EXERCISE A: According to the blog post about ISIS, where did the writer and Lover drive after church last Sunday, and for what purpose?
EXERCISE B: Please extract the blog post's text from "Last Sunday, as" up to and including "Sunday morning service.", word for word.

TEXT BLOCK:
= = = = =

Monday, June 8, 2015

In Christ Alone {How ISIS won't win}



Last Sunday, as we drove up to Broomfield after church to buy a couch, Lover spent a good long while listening to me as I bawled my eyes out about all the things that were breaking my heart. Number one on that list? The women and children affected by ISIS' unbending regime. Our church encouraged people to wear orange to church in support of Christians being executed by ISIS, and we spent quite a while talking about the trials the Church is facing over there during our Sunday morning service.

This came on the heels of reading Ann Voskamp's posts about her trip to Iraq recently, where she sat on the floor of shipping containers with women who had been widowed, then fled their homes with their children, trying to escape ISIS. They are powerful posts, and wonderfully written, but only read them if you are prepared for some heart wrenching images and thoughts. It will not easily leave your mind.

= = = = =

Source records:
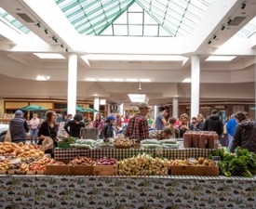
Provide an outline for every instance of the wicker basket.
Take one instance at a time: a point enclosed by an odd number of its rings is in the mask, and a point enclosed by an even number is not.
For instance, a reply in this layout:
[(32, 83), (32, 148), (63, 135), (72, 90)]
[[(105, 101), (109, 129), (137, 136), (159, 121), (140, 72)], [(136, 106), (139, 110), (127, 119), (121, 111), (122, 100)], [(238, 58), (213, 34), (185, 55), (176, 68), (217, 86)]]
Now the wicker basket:
[(98, 128), (81, 128), (80, 136), (85, 139), (97, 139), (98, 137)]

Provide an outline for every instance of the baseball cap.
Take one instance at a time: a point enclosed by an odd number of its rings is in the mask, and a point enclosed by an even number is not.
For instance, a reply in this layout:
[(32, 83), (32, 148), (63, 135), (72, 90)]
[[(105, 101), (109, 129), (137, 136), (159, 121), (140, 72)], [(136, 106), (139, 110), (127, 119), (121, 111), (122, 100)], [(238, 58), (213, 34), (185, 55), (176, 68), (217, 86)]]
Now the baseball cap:
[(148, 104), (146, 102), (141, 102), (139, 104), (139, 109), (141, 109), (141, 108), (150, 109), (150, 107), (148, 106)]
[(21, 111), (20, 110), (18, 110), (15, 111), (15, 115), (21, 115), (23, 114), (23, 111)]
[(107, 116), (107, 120), (113, 120), (113, 121), (115, 121), (115, 117), (114, 115), (109, 115)]

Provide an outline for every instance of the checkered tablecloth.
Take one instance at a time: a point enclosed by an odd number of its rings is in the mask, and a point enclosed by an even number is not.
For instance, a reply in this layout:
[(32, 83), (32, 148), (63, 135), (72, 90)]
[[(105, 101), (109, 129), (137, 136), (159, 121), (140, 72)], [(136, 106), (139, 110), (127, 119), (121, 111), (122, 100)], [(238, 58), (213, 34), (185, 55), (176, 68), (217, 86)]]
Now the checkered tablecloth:
[(74, 148), (66, 148), (66, 149), (55, 149), (54, 150), (54, 159), (56, 161), (72, 161), (76, 156), (88, 156), (88, 150), (87, 149), (74, 149)]
[(88, 150), (88, 157), (93, 159), (100, 159), (102, 157), (115, 158), (117, 160), (123, 160), (126, 158), (131, 158), (139, 153), (149, 153), (155, 156), (155, 149), (95, 149)]
[(57, 161), (71, 161), (77, 155), (100, 159), (102, 157), (115, 158), (123, 160), (131, 158), (139, 153), (149, 153), (153, 157), (161, 156), (168, 159), (187, 159), (208, 157), (213, 150), (211, 149), (95, 149), (95, 150), (77, 150), (77, 149), (56, 149), (55, 159)]
[(190, 148), (190, 149), (172, 149), (172, 150), (163, 150), (162, 156), (168, 159), (187, 159), (187, 158), (207, 158), (212, 149), (198, 149), (198, 148)]

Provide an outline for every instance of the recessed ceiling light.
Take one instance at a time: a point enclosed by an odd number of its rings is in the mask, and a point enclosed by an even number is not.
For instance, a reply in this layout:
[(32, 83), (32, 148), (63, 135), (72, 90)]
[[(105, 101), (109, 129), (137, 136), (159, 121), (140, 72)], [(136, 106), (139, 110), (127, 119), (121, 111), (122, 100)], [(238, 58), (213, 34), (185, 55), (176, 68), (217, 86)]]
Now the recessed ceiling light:
[(141, 78), (140, 79), (140, 82), (151, 82), (151, 80), (148, 78)]
[(123, 78), (113, 78), (112, 79), (114, 82), (123, 82), (124, 79)]
[(101, 81), (101, 82), (110, 82), (111, 79), (110, 78), (99, 78), (99, 81)]
[(50, 76), (37, 75), (35, 80), (37, 81), (47, 81), (50, 79)]
[(127, 80), (127, 82), (138, 82), (138, 79), (136, 79), (136, 78), (128, 78), (126, 80)]
[(185, 78), (182, 83), (191, 83), (191, 78)]
[(206, 61), (231, 61), (236, 58), (236, 56), (209, 56)]
[(96, 78), (86, 78), (86, 81), (97, 81)]
[(128, 94), (128, 96), (131, 102), (144, 102), (146, 98), (145, 94)]
[(63, 57), (61, 54), (56, 54), (56, 53), (33, 53), (35, 56), (37, 56), (40, 59), (64, 59), (65, 57)]

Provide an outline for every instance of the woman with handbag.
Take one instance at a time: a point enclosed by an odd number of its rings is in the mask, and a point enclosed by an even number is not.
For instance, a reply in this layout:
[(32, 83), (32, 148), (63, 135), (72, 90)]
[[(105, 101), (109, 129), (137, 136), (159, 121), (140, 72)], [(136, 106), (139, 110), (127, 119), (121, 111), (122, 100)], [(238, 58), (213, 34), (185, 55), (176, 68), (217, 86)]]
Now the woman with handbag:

= = = = =

WRITTEN SOLUTION A: They drove up to Broomfield to buy a couch.

WRITTEN SOLUTION B:
Last Sunday, as we drove up to Broomfield after church to buy a couch, Lover spent a good long while listening to me as I bawled my eyes out about all the things that were breaking my heart. Number one on that list? The women and children affected by ISIS' unbending regime. Our church encouraged people to wear orange to church in support of Christians being executed by ISIS, and we spent quite a while talking about the trials the Church is facing over there during our Sunday morning service.